- Activity -
Once the pictures are set aside, transcribe the remaining data exactly.

- The data -
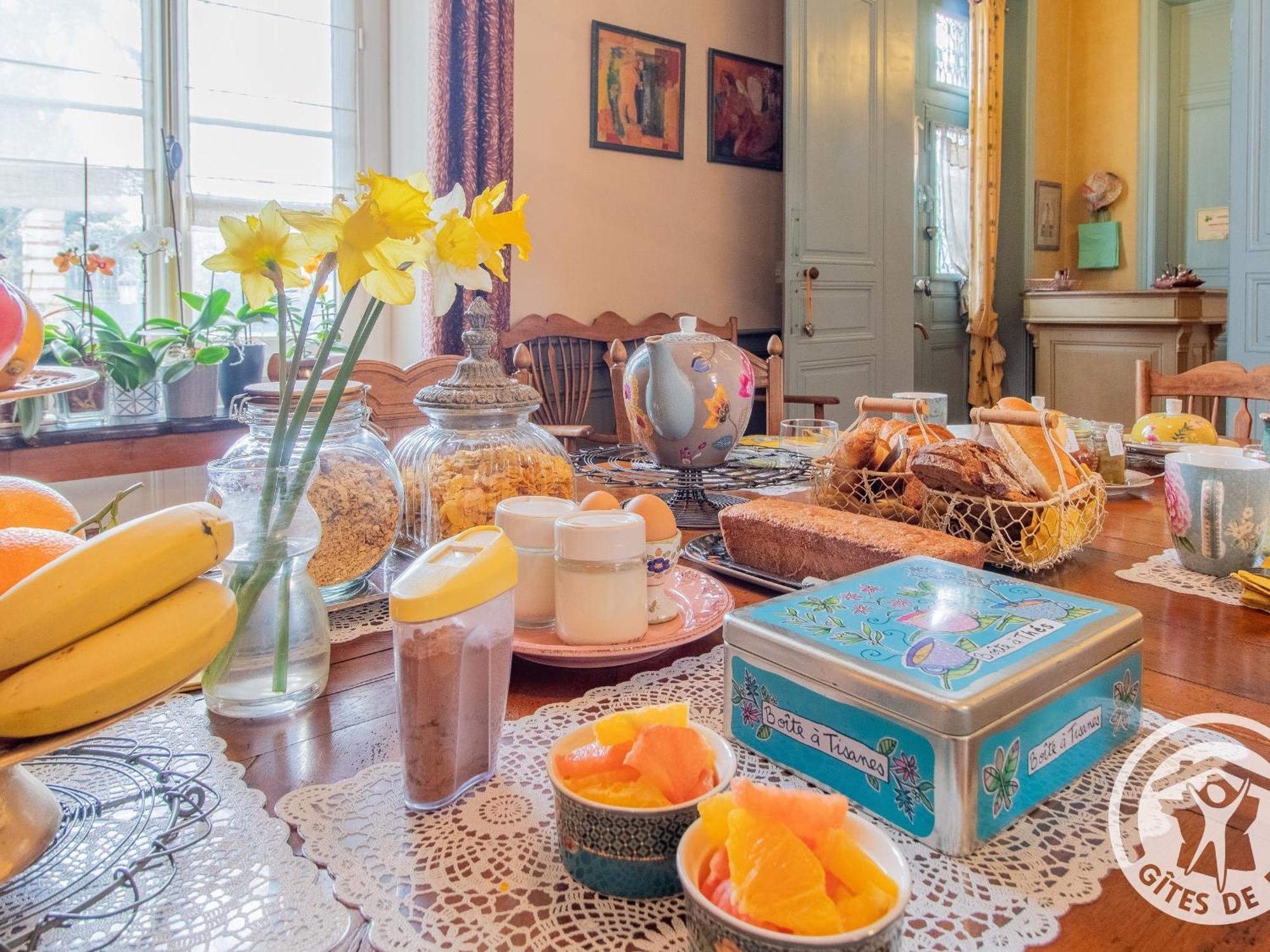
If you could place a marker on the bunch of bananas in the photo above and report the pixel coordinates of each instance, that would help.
(115, 621)
(1257, 590)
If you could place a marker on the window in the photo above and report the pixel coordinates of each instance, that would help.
(261, 95)
(953, 46)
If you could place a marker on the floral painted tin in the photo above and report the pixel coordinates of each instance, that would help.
(944, 700)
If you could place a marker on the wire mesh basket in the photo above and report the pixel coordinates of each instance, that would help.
(887, 494)
(1023, 536)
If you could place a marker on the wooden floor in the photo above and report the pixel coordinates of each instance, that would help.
(1200, 657)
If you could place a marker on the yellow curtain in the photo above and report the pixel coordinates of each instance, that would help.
(987, 45)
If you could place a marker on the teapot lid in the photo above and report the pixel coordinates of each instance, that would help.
(479, 381)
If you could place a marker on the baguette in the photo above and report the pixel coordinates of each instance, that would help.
(796, 540)
(1031, 456)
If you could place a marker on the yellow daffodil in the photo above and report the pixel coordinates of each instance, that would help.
(258, 248)
(500, 230)
(457, 253)
(388, 229)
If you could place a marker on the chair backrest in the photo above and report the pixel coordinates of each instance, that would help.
(393, 389)
(769, 379)
(1220, 379)
(563, 356)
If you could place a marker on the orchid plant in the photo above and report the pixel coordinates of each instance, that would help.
(393, 228)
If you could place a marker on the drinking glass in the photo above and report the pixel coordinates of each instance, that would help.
(813, 439)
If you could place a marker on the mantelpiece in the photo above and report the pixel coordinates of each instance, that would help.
(1086, 343)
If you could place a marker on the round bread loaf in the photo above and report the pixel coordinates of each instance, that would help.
(1031, 455)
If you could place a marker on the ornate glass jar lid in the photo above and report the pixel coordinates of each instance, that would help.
(479, 381)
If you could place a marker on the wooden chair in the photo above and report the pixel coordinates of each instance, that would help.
(1216, 380)
(393, 390)
(769, 379)
(563, 355)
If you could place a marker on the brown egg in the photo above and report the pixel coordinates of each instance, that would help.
(658, 519)
(600, 501)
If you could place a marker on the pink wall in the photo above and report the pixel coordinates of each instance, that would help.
(639, 234)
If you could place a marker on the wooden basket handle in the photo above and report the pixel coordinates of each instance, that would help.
(888, 406)
(1017, 418)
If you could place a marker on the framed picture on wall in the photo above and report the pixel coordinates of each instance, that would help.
(1048, 216)
(745, 111)
(637, 92)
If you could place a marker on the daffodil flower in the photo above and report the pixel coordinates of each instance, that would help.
(457, 253)
(261, 249)
(500, 230)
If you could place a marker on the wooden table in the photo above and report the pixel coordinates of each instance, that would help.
(1200, 657)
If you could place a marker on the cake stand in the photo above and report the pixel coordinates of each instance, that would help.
(695, 496)
(44, 381)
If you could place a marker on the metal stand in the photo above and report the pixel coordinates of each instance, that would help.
(690, 497)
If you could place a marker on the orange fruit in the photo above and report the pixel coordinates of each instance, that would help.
(777, 878)
(807, 813)
(620, 788)
(623, 727)
(35, 506)
(23, 550)
(592, 758)
(676, 760)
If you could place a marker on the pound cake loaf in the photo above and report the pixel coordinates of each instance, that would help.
(797, 540)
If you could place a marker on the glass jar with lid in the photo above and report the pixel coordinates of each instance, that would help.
(356, 488)
(478, 449)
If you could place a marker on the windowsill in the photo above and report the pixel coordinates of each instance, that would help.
(59, 436)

- Task solution -
If you could place a marker on the bunch of bananas in the photo above and report the pixel coordinates of each instance, that would help.
(115, 621)
(1257, 590)
If you could place a marker on the window in the photo above and report the pixel coordinates of each instance, that would help.
(261, 95)
(953, 46)
If you could place a marker on the floral painted tin in the photo above and report the pixel coordinates of each instance, that would help.
(944, 700)
If you could place a marker on the wire mesh basket in the photo above and report the pixel coordinates of each instance, that would help.
(887, 494)
(1023, 536)
If you could place a marker on the wooden floor in the photo above and report the pixel coordinates of each instance, that would help.
(1200, 657)
If you could place a marker on the yellow curtain in the photo above and report the pixel coordinates of each instance, that would help.
(987, 45)
If you could place a marker on the teapot lid in the photo above and report the pixel coordinates of each instance, that would help.
(479, 381)
If you could place a marker on the baguette in the photo above and report the pixel coordinates of each instance, that would help.
(796, 540)
(1031, 456)
If you could place a marker on the yellow daffodil in the photo above and report the pixel coordinates of each instance, that would help.
(258, 248)
(500, 230)
(457, 253)
(388, 229)
If you could place a marker on the chair backrest in the photo above and report the pixel coordinates of each instance, that would help.
(393, 389)
(769, 379)
(1220, 379)
(563, 356)
If you could place a marker on the orchid plant in the photo above and report the pixel coordinates of each instance, that would help.
(393, 228)
If you could place a marker on the drinking glass in the photo above and report the pixel coordinates of each instance, that would help.
(813, 439)
If you could place a marker on the mantelpiece in the photo above and report the pixel coordinates of each instance, that would help.
(1086, 343)
If you could place a marker on the round bread loaf in the photo above and report the pixel coordinates of each instance, that would help.
(1031, 455)
If you could place a marker on the ornate glass jar lid in the photo above and report the pixel coordinates of each instance, that would help.
(479, 381)
If you could place a marker on the wooden chair in the photo above and report the pixel coordinates of each instance, that would help.
(1216, 380)
(393, 390)
(769, 379)
(563, 355)
If you could place a marker on the brown egg in the photo above and report the pixel coordinates of each instance, that would help.
(658, 519)
(600, 501)
If you could place a marker on the pink wall in the photo above and report the pixel coordinates of each instance, that would help.
(639, 234)
If you could place a marker on the wooden basket handle in the photo above and report the pixel coordinates of each instance, that would help.
(888, 406)
(1017, 418)
If you could place a marker on the framed picture on wall in the photo above and report the pixel coordinates of each instance, that would help.
(1048, 216)
(745, 111)
(637, 92)
If you could place a marker on the daffodil flower in the photo above and report the pixel coordinates of each instance, that would help.
(457, 253)
(261, 249)
(500, 230)
If you could place a marker on the wooden table in the photo above and report the pixel coordinates of each instance, that would help.
(1200, 657)
If you could place a marker on the cake stand in the photo above and report the pixel coordinates of each instance, that would help.
(695, 496)
(44, 381)
If you could place a marker on the metal stand in the photo above and report the pixel coordinates of each instance, that would help.
(690, 497)
If you could place a marker on the orange fruit in the photo above and report the pixel coordinates of each instance, that would help.
(777, 878)
(807, 813)
(620, 788)
(623, 727)
(35, 506)
(23, 550)
(592, 758)
(676, 760)
If you could place a marker on the pound cake loaf in the photo above and report the pixel coordinates of each instance, that would help.
(797, 540)
If you could place a marker on the glass jar with lid in the photo above and report the pixel coordinates of each instance, that would help.
(356, 488)
(478, 449)
If you could place a marker on the windowsill in the photo above and report the pixel coordinates of each instance, that would help.
(59, 436)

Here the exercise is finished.